#### [AIM]
Please change "single marker" to "single dot" in the rows starting at the line containing "Indicate each instance of the stool backrest" and ending at the line containing "column 35, row 43", then give those lines again with everything else unchanged.

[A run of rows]

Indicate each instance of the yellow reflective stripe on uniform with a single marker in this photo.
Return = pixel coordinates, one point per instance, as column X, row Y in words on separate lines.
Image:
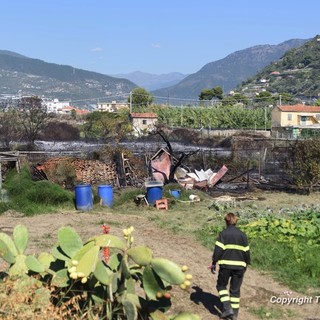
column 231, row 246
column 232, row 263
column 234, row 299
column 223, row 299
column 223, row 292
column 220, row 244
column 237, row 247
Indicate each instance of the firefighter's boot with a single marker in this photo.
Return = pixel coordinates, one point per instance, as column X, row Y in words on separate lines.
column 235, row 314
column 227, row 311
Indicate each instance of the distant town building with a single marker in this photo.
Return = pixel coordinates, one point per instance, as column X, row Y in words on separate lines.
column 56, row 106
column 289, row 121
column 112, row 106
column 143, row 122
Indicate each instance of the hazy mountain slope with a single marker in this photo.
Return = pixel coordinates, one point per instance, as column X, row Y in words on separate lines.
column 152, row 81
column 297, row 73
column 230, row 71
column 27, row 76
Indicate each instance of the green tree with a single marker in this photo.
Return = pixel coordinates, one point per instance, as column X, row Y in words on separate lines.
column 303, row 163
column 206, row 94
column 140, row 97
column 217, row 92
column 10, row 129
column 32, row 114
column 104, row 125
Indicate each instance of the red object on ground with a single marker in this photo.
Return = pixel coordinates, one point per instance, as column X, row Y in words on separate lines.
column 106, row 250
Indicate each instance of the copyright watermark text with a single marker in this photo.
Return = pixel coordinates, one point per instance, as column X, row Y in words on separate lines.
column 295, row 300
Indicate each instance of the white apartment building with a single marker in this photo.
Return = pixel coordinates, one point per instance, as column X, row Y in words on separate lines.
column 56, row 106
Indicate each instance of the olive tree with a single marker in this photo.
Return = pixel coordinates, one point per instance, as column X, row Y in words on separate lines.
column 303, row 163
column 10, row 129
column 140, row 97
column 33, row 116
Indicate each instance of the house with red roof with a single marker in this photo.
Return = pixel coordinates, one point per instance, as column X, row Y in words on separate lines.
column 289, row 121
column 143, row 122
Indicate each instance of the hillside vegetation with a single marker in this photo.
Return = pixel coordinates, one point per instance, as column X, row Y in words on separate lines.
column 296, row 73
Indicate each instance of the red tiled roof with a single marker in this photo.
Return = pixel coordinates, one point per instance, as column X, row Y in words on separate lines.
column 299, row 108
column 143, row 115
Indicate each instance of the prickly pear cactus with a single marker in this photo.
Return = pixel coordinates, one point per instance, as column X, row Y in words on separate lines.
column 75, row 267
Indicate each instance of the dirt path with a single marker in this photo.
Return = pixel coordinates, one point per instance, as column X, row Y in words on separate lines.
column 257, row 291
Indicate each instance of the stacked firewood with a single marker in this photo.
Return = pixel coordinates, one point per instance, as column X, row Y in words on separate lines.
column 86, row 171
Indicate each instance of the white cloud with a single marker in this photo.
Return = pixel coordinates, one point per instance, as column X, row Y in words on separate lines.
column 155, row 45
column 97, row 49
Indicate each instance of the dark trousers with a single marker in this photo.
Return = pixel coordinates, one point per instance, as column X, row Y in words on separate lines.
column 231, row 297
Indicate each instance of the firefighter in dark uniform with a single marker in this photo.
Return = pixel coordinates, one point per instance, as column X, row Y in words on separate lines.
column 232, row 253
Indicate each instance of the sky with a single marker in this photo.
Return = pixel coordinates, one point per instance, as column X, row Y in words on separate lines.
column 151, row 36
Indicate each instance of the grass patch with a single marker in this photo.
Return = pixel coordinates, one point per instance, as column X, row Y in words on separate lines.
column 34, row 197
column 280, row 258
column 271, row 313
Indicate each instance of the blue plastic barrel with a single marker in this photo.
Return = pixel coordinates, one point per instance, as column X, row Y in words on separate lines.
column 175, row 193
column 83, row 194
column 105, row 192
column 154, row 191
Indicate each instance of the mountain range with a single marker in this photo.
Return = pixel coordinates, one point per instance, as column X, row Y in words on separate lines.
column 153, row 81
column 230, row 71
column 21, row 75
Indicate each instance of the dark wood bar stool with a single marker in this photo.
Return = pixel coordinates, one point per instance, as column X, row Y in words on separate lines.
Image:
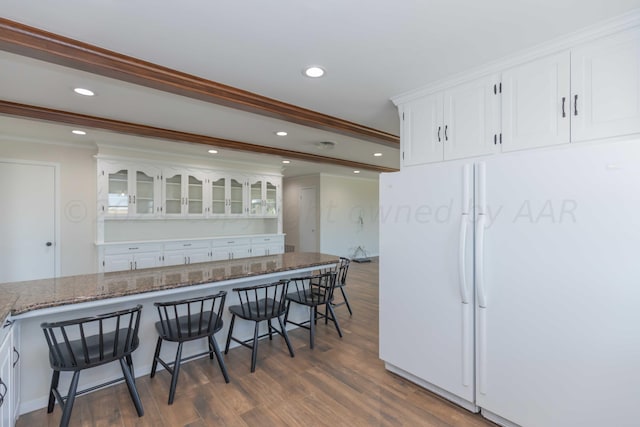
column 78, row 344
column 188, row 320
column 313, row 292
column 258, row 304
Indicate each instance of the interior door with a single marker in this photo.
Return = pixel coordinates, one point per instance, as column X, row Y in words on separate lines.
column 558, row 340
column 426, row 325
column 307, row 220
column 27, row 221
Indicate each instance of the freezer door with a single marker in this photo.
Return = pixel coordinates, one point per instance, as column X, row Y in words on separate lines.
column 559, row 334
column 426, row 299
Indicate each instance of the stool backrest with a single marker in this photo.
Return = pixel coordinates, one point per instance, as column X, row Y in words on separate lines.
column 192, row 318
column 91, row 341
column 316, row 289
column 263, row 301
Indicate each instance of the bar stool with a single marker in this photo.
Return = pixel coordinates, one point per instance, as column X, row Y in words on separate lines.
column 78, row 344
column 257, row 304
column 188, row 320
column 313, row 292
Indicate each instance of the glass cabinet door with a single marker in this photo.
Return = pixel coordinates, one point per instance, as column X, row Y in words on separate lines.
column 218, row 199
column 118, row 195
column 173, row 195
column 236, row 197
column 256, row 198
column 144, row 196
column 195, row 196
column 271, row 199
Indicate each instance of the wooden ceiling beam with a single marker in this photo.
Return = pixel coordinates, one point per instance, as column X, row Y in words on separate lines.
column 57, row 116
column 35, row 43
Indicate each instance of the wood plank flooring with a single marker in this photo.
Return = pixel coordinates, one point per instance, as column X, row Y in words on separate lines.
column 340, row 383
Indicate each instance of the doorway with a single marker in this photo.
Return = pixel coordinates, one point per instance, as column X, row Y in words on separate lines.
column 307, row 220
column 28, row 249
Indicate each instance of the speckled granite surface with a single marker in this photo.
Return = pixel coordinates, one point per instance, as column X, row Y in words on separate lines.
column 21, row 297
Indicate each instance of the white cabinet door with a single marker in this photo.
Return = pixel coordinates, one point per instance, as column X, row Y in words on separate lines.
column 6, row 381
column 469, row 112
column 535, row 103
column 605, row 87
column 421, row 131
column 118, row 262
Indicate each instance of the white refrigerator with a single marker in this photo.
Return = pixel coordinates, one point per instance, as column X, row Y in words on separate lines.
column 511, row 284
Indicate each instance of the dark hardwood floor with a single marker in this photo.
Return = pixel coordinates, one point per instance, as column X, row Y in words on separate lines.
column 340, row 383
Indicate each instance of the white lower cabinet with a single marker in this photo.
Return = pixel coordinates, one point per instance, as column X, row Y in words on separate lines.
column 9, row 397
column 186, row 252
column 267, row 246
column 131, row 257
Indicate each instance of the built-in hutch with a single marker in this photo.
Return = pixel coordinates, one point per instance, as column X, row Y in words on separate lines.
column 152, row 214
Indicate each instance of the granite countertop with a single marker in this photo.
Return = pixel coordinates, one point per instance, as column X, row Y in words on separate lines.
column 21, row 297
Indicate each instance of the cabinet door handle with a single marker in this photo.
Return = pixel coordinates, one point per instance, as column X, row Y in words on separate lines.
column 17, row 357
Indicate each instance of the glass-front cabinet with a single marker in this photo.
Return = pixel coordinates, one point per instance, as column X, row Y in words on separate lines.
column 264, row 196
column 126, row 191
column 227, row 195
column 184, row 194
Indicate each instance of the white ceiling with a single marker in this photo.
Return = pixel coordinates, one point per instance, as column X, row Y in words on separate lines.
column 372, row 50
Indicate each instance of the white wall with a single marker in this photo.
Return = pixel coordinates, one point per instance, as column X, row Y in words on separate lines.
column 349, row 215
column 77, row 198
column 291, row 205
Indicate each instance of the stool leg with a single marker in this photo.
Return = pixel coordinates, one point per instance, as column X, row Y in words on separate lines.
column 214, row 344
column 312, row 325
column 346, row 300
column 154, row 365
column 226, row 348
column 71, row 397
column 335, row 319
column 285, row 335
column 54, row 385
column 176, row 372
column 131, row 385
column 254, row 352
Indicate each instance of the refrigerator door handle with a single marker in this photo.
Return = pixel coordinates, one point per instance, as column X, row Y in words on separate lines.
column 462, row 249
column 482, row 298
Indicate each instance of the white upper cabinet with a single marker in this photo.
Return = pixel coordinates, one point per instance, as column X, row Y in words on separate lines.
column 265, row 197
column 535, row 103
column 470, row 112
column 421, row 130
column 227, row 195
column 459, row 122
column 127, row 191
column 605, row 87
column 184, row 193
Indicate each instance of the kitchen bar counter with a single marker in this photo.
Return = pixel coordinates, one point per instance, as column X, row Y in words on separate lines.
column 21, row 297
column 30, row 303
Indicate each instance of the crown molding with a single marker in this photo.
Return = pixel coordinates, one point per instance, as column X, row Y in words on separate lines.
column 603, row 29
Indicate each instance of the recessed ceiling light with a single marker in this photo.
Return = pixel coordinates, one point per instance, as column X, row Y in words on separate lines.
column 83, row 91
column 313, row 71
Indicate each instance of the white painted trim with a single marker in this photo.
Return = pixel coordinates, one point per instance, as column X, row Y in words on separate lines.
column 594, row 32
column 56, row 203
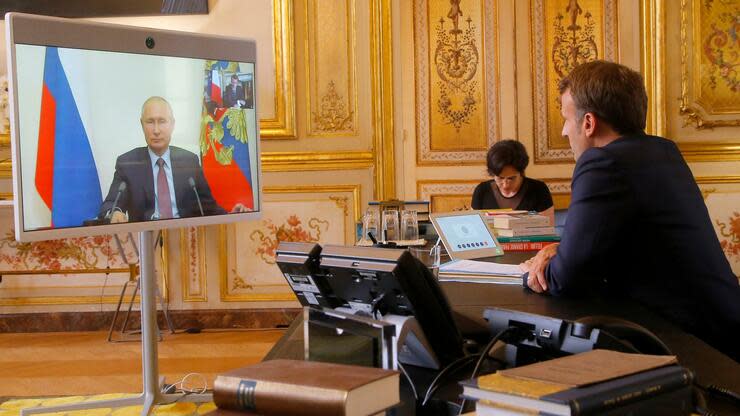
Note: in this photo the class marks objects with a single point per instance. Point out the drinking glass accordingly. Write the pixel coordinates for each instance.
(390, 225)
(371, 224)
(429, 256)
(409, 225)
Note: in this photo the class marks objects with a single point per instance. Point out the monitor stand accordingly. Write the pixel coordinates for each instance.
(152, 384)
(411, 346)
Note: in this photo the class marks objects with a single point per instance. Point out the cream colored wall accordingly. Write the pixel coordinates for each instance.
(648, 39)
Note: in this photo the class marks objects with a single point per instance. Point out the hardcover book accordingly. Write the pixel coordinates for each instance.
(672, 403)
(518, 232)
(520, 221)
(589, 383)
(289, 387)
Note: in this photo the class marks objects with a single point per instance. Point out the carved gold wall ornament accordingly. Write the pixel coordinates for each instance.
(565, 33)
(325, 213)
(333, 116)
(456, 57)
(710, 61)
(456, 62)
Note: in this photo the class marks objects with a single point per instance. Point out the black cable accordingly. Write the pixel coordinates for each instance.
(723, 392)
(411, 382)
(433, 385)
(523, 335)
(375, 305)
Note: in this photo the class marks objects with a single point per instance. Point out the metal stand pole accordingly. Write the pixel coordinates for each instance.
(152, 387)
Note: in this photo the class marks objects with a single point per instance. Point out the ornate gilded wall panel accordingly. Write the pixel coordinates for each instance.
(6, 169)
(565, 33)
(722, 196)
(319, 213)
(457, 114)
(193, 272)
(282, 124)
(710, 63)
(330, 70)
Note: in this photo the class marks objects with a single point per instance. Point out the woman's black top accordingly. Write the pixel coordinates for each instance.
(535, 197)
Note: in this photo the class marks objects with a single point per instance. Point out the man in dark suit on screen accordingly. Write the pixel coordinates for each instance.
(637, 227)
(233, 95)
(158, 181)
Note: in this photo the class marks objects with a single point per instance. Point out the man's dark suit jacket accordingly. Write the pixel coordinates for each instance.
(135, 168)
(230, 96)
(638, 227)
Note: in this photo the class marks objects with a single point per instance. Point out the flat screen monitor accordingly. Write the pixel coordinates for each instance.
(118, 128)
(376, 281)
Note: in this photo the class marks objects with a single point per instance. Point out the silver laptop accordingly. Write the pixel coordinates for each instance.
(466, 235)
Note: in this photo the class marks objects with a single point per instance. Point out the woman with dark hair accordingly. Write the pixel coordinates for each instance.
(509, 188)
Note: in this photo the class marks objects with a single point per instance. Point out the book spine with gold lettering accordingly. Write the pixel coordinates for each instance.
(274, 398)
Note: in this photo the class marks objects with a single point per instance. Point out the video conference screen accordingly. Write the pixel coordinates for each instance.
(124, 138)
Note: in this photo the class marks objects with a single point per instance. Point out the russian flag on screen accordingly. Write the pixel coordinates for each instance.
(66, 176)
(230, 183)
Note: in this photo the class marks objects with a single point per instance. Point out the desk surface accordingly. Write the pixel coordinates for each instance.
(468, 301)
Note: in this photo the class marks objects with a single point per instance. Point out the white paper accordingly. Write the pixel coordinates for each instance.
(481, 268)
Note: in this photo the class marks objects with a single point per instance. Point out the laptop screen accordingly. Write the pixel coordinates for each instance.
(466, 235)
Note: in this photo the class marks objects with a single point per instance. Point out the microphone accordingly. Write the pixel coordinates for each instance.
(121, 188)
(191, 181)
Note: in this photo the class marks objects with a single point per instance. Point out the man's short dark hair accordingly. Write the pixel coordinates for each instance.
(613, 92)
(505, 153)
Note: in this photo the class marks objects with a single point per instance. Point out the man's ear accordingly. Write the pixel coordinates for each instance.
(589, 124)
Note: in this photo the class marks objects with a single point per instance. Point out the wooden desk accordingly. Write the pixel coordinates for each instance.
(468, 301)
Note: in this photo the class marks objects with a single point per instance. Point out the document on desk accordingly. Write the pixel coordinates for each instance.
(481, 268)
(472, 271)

#### [THE REPLY]
Indicate each instance of the stool backrest with a single dot in this photo.
Return = pixel coordinates, one point per instance, as column X, row Y in words on separate lines.
column 192, row 318
column 91, row 341
column 316, row 289
column 263, row 301
Indicate each instance of the bar stool with a single dot in this photo.
Return = pixel coordinates, one point per instance, as column X, row Y in words on separate lines.
column 78, row 344
column 257, row 304
column 188, row 320
column 313, row 292
Indicate each instance of the glass cabinet door with a single dot in this photo.
Return = pixel coordinates, one point per instance, as column X, row Y in words on separate lines.
column 218, row 199
column 118, row 195
column 173, row 195
column 236, row 197
column 256, row 198
column 144, row 196
column 195, row 196
column 271, row 199
Indicate each instance of the wooden ceiling beam with a single dot in this photo.
Return = pixel coordinates, one point per instance, as column X, row Y in words on separate lines.
column 57, row 116
column 35, row 43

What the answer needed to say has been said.